Without the pictures, extract every line from the start of the material to the line containing "Q: Tag one point on each instance of the young", both ends included.
=== Section Start ===
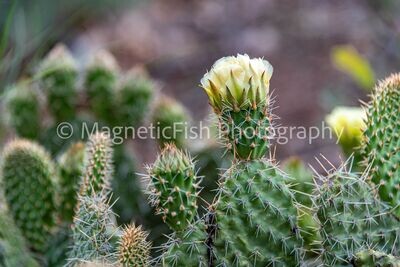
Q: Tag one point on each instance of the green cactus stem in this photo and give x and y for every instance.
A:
(58, 75)
(257, 218)
(174, 187)
(134, 249)
(100, 86)
(381, 142)
(351, 218)
(27, 177)
(23, 110)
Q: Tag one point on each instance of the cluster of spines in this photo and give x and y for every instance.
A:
(70, 167)
(133, 248)
(352, 218)
(171, 120)
(98, 164)
(174, 187)
(256, 218)
(58, 75)
(381, 142)
(27, 176)
(22, 105)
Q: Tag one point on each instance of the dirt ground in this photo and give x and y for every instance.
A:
(178, 40)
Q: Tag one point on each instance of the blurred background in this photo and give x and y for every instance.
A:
(324, 53)
(178, 40)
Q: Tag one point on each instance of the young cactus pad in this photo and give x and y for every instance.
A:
(256, 218)
(174, 187)
(134, 249)
(27, 173)
(98, 164)
(58, 74)
(352, 218)
(237, 88)
(23, 110)
(381, 143)
(70, 166)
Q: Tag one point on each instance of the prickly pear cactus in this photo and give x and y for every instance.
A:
(188, 248)
(371, 258)
(13, 248)
(100, 85)
(174, 187)
(133, 98)
(23, 111)
(93, 231)
(256, 217)
(351, 218)
(171, 120)
(381, 143)
(27, 176)
(98, 164)
(133, 248)
(70, 166)
(58, 76)
(237, 88)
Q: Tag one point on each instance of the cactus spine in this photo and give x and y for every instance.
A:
(58, 74)
(351, 218)
(100, 83)
(70, 165)
(134, 249)
(371, 258)
(170, 119)
(27, 176)
(23, 110)
(174, 187)
(381, 143)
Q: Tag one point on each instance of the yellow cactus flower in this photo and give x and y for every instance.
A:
(237, 82)
(348, 124)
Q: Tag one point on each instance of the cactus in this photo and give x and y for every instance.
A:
(371, 258)
(381, 142)
(174, 187)
(237, 88)
(133, 98)
(100, 85)
(93, 230)
(58, 76)
(13, 248)
(171, 120)
(27, 176)
(98, 165)
(351, 218)
(70, 165)
(134, 249)
(22, 105)
(256, 218)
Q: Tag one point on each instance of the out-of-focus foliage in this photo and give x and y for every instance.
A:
(347, 59)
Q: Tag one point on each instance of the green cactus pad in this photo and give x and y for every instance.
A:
(174, 187)
(371, 258)
(100, 85)
(134, 249)
(351, 218)
(93, 231)
(23, 110)
(256, 218)
(381, 143)
(98, 164)
(58, 74)
(70, 166)
(27, 177)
=== Section End ===
=== The answer ===
Q: Tag one point on each instance of the green cactus stem in this photo and give x and y for every instance.
A:
(58, 75)
(257, 218)
(174, 187)
(134, 249)
(100, 86)
(381, 142)
(351, 218)
(27, 177)
(23, 110)
Q: Tag one point on each instance of the cluster of spines in this photo and give x and y for every instance.
A:
(70, 167)
(133, 248)
(352, 218)
(171, 120)
(98, 164)
(174, 187)
(256, 218)
(58, 75)
(381, 142)
(27, 176)
(22, 105)
Q: Tag one point on each instance of the dirt ground in this photo and give x and y for every instance.
A:
(178, 40)
Q: Tag one point on each instance of the blurred background in this photo and give x and y for every instance.
A:
(324, 53)
(178, 40)
Q: Tag one point on each instance of the young cactus pad in this photo and give x and y for every instance.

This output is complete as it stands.